SOURCE PASSAGE
· · ·

Biomechanical Effect of Ankle Ligament Injury in AO Type 44B2.1 Lateral Malleolus Fractures After Lateral Plate Fixation: A Finite Element Analysis


OLÇAR H. A., Mutu H. B., ÖZER A., KURU T., Aydın D., KORKMAZ M.

Journal of the American Podiatric Medical Association, vol.114, no.4, 2024 (SCI-Expanded) identifier identifier

Abstract

BACKGROUND: Distal fibula fractures at the ankle level are common and are usually accompanied by ligament injuries. This study aims to evaluate the effects of ankle ligament ruptures on ankle joints, fracture instability, and plate stress after distal fibula fracture fixed with a plate created by finite element analysis modeling and loading applied to ligament rupture models that may accompany this fracture. METHODS: A finite element model consisting of three-dimensional fibula, tibia, foot bones, and ankle ligaments was designed to investigate the effects of ligament injuries accompanying plate-detected AO type 44B2.1 fractures on fracture detection, fixation material, and ankle joints. Then, the results were evaluated by modeling ligament rupture in six different ways. RESULTS: In the modeling where the deltoid and talofibular ligaments are broken together, instability is highest in the ankle (2.31 mm) and fracture line (0.15 mm). The rupture of the anterior and posterior tibiofibular ligaments associated with syndesmosis caused less instability in the fracture and ankle than the single-ligament rupture models of both the deltoid and talofibular ligaments. CONCLUSIONS: In the finite element modeling of AO type 44B2.1 fractures detected with plate, the importance and potential effects of often-overlooked ankle ligament injuries are pointed out. Note that when treating ankle injuries, the ankle should be treated as a whole, with both bone and soft tissue. In some cases, the fracture may represent the visible tip of the iceberg.

· · ·

EXCERPTED DATA
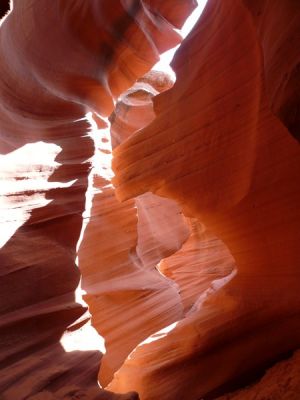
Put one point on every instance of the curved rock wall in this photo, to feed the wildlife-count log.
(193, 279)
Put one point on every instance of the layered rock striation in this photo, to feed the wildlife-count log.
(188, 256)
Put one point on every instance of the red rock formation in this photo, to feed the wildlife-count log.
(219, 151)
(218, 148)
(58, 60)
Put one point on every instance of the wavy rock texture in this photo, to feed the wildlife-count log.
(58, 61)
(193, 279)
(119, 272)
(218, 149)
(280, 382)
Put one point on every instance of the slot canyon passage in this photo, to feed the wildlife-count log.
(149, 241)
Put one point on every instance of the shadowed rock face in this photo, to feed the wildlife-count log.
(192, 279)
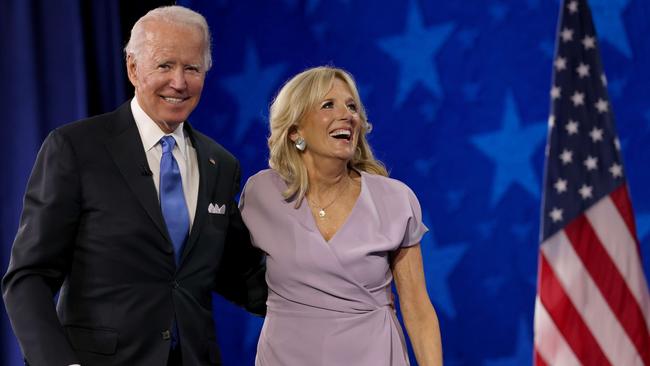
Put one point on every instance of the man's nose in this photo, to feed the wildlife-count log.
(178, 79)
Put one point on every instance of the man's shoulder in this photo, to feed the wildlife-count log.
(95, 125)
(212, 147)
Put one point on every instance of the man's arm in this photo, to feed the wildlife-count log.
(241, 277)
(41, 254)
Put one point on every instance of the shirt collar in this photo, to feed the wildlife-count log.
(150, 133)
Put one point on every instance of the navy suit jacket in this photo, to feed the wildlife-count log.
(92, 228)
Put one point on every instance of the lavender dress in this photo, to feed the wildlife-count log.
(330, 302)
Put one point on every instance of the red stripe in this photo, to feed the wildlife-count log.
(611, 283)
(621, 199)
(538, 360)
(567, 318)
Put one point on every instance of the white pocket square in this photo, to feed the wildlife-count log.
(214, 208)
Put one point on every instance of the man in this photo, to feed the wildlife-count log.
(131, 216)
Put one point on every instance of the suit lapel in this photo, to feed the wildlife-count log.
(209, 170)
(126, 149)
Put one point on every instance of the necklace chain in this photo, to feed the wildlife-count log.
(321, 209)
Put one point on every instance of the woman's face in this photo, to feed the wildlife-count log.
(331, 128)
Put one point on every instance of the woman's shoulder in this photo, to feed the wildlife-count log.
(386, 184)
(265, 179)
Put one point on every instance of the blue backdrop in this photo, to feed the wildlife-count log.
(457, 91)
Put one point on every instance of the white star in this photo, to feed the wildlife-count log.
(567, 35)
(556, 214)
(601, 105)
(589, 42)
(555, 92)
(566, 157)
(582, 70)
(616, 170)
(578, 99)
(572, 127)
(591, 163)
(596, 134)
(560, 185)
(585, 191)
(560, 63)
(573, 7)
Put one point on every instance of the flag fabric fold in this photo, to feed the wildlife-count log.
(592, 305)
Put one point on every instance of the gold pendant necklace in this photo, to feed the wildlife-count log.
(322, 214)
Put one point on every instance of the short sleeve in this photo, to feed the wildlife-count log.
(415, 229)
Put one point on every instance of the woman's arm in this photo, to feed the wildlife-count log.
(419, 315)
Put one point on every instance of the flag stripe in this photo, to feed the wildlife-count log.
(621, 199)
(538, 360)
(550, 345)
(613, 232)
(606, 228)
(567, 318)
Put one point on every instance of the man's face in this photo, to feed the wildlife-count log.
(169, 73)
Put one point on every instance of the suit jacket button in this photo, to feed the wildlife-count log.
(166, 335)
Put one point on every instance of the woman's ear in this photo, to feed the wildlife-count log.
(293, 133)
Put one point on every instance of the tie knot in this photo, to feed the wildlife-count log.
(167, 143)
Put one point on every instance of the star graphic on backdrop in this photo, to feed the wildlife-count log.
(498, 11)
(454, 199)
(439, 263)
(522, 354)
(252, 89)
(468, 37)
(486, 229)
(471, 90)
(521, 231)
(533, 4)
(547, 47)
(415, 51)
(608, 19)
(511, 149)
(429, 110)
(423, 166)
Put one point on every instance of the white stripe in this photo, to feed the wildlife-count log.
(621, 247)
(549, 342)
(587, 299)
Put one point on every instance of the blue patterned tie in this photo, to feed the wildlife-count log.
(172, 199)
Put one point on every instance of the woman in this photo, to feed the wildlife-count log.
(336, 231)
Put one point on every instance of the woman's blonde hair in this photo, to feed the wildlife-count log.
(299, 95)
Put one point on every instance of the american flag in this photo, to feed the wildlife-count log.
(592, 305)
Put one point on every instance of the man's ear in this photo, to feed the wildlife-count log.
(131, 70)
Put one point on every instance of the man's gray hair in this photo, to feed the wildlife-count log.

· · ·

PROBLEM REQUIREMENTS
Answer these from the ankle fracture abstract:
(a) In how many different ways was ligament rupture modeled?
(b) In the model where the deltoid and talofibular ligaments are broken together, what instability was measured at the ankle?
(c) In which journal did the study appear?
The material comes from a source unrelated to the ankle fracture abstract.

ANSWER TO THIS TASK
(a) Six.
(b) 2.31 mm.
(c) The Journal of the American Podiatric Medical Association.